What needs to be done => Could you swap "drop a point" for "place a marker" throughout the rows below and write them out again with nothing else changed?
[START Data]
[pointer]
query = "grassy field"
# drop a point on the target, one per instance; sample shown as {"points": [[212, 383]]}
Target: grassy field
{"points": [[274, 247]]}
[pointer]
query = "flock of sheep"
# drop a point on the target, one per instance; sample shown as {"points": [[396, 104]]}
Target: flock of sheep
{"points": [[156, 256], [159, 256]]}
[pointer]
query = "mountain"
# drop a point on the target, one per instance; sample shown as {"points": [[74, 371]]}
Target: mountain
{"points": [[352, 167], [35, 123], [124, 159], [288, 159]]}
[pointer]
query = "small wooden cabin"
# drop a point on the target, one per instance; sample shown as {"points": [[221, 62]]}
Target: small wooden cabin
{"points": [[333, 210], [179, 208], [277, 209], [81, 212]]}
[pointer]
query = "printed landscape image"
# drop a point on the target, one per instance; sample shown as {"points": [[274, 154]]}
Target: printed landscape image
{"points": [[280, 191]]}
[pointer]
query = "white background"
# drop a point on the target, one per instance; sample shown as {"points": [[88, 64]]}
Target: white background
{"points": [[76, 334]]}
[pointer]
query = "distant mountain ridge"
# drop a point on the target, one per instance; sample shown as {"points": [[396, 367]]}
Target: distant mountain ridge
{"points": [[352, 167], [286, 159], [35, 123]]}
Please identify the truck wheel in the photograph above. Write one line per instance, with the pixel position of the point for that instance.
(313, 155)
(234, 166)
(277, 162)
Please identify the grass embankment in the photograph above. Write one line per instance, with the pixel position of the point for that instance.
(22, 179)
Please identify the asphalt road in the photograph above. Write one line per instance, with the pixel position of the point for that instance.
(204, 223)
[END Data]
Final result =>
[pointer]
query = "grassy field"
# place a marker on the target, one per instance; sample shown as {"points": [[212, 383]]}
Target: grassy field
{"points": [[274, 247]]}
[pointer]
query = "flock of sheep"
# place a marker on the target, one per instance; sample shown as {"points": [[396, 104]]}
Target: flock of sheep
{"points": [[156, 256], [159, 256]]}
[pointer]
query = "mountain"
# place a marker on the target, one per instance; sample shown as {"points": [[74, 371]]}
Target: mountain
{"points": [[352, 167], [35, 123], [124, 159], [288, 159]]}
[pointer]
query = "small wooden cabin"
# place a marker on the target, one per instance; sample shown as {"points": [[221, 62]]}
Target: small wooden cabin
{"points": [[333, 210], [179, 208], [277, 209], [81, 212]]}
[pointer]
query = "printed landscape image"
# place a marker on the target, one per instance; sample shown as {"points": [[274, 154]]}
Target: printed landscape image
{"points": [[280, 191]]}
[pointer]
query = "white background"
# place a marker on the target, one per instance; sample shown as {"points": [[88, 64]]}
Target: white background
{"points": [[76, 334]]}
[pointer]
query = "distant mountain ridge"
# place a marker on the target, one per instance; sample shown as {"points": [[396, 367]]}
Target: distant mountain ridge
{"points": [[352, 167], [286, 159], [35, 123]]}
Please identify the truck wheel in the photograph above. Write one line per instance, with the pixel position of the point for that instance.
(313, 155)
(234, 166)
(277, 162)
Please identify the grass embankment in the photograph above. Write one line per instance, with the pixel position of the point for that instance.
(22, 179)
Please identify the asphalt road in the photograph above. Write one line per instance, with the pixel position of the point for that instance.
(204, 223)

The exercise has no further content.